# START OF Exercise input
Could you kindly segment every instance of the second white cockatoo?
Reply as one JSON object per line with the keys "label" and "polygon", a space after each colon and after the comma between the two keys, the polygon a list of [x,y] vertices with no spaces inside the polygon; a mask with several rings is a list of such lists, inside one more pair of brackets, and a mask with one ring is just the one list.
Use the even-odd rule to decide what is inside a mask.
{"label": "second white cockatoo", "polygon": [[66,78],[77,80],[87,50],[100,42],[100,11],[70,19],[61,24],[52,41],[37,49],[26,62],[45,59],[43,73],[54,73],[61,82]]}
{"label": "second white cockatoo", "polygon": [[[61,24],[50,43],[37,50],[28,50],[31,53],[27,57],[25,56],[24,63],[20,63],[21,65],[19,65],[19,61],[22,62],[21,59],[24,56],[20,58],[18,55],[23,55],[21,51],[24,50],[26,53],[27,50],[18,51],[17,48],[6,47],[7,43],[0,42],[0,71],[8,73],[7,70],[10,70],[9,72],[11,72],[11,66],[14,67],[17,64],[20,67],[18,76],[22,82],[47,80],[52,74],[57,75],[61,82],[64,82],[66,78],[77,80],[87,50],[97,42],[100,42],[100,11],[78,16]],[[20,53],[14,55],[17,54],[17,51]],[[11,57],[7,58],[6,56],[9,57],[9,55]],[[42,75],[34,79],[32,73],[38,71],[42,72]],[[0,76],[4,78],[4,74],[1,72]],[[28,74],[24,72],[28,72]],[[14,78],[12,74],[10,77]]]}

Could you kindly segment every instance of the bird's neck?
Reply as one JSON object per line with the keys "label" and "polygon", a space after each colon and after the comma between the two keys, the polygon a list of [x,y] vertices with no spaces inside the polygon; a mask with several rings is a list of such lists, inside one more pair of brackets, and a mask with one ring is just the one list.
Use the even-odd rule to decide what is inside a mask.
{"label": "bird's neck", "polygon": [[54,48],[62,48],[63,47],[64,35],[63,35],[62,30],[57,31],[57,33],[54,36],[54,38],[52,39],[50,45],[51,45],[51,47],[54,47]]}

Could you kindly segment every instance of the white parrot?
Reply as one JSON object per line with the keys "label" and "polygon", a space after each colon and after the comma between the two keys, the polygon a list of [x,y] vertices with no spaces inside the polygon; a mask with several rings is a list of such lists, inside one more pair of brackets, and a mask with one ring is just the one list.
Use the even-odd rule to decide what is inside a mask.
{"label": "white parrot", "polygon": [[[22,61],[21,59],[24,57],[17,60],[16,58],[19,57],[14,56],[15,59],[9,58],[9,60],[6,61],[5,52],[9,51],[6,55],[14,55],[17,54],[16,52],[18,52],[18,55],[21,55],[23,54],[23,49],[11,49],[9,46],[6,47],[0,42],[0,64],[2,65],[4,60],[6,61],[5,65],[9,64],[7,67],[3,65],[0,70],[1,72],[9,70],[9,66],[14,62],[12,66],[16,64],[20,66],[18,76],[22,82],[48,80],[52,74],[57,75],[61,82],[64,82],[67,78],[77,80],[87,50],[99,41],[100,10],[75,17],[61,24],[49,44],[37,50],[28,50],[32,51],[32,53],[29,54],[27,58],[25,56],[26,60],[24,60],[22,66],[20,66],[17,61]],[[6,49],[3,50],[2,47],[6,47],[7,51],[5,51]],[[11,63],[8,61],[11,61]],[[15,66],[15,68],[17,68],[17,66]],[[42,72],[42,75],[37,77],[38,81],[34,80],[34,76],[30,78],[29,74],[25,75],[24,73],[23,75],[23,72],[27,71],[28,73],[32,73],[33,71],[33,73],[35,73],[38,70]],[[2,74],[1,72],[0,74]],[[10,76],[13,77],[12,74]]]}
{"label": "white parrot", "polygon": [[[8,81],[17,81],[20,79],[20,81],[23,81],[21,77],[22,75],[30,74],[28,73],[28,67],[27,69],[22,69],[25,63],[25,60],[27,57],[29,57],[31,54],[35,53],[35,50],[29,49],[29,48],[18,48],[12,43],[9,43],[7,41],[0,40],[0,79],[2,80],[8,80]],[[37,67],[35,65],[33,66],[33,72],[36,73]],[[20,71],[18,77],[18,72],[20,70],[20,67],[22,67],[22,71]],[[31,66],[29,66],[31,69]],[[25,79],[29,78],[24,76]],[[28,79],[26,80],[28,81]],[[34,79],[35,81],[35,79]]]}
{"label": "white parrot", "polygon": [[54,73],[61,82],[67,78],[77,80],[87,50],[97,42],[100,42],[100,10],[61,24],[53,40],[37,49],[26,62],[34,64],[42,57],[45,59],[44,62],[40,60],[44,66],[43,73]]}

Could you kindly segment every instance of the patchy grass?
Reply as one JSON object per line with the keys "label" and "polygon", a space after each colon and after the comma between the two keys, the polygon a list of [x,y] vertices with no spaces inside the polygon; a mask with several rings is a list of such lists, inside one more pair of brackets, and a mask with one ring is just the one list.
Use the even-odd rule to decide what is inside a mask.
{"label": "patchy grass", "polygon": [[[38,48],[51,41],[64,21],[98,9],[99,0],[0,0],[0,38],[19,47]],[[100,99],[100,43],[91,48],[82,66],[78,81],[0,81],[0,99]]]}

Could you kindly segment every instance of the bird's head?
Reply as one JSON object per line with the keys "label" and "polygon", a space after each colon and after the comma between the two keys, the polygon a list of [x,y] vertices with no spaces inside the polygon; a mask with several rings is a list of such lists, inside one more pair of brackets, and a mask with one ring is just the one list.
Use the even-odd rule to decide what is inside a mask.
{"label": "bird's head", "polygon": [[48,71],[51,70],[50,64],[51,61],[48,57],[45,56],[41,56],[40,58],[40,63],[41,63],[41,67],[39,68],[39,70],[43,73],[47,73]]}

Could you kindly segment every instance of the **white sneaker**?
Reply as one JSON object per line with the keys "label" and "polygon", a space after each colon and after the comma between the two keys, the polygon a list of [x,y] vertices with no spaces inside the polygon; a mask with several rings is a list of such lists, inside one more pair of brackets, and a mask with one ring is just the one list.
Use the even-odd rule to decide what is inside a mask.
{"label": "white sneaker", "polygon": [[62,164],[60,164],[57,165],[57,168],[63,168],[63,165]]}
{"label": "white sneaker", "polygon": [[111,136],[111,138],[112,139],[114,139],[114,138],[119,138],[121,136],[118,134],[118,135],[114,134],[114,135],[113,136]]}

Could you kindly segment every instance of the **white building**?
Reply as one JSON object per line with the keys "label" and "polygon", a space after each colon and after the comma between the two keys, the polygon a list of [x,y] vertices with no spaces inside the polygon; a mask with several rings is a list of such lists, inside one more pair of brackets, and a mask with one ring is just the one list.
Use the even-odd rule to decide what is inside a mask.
# END OF Exercise input
From the material above, copy out each line in which the string "patchy" appears.

Could you kindly segment every instance of the patchy grass?
{"label": "patchy grass", "polygon": [[[38,48],[51,41],[64,21],[98,9],[99,0],[0,0],[0,38],[19,47]],[[100,99],[100,43],[91,48],[82,66],[78,81],[0,81],[0,99]]]}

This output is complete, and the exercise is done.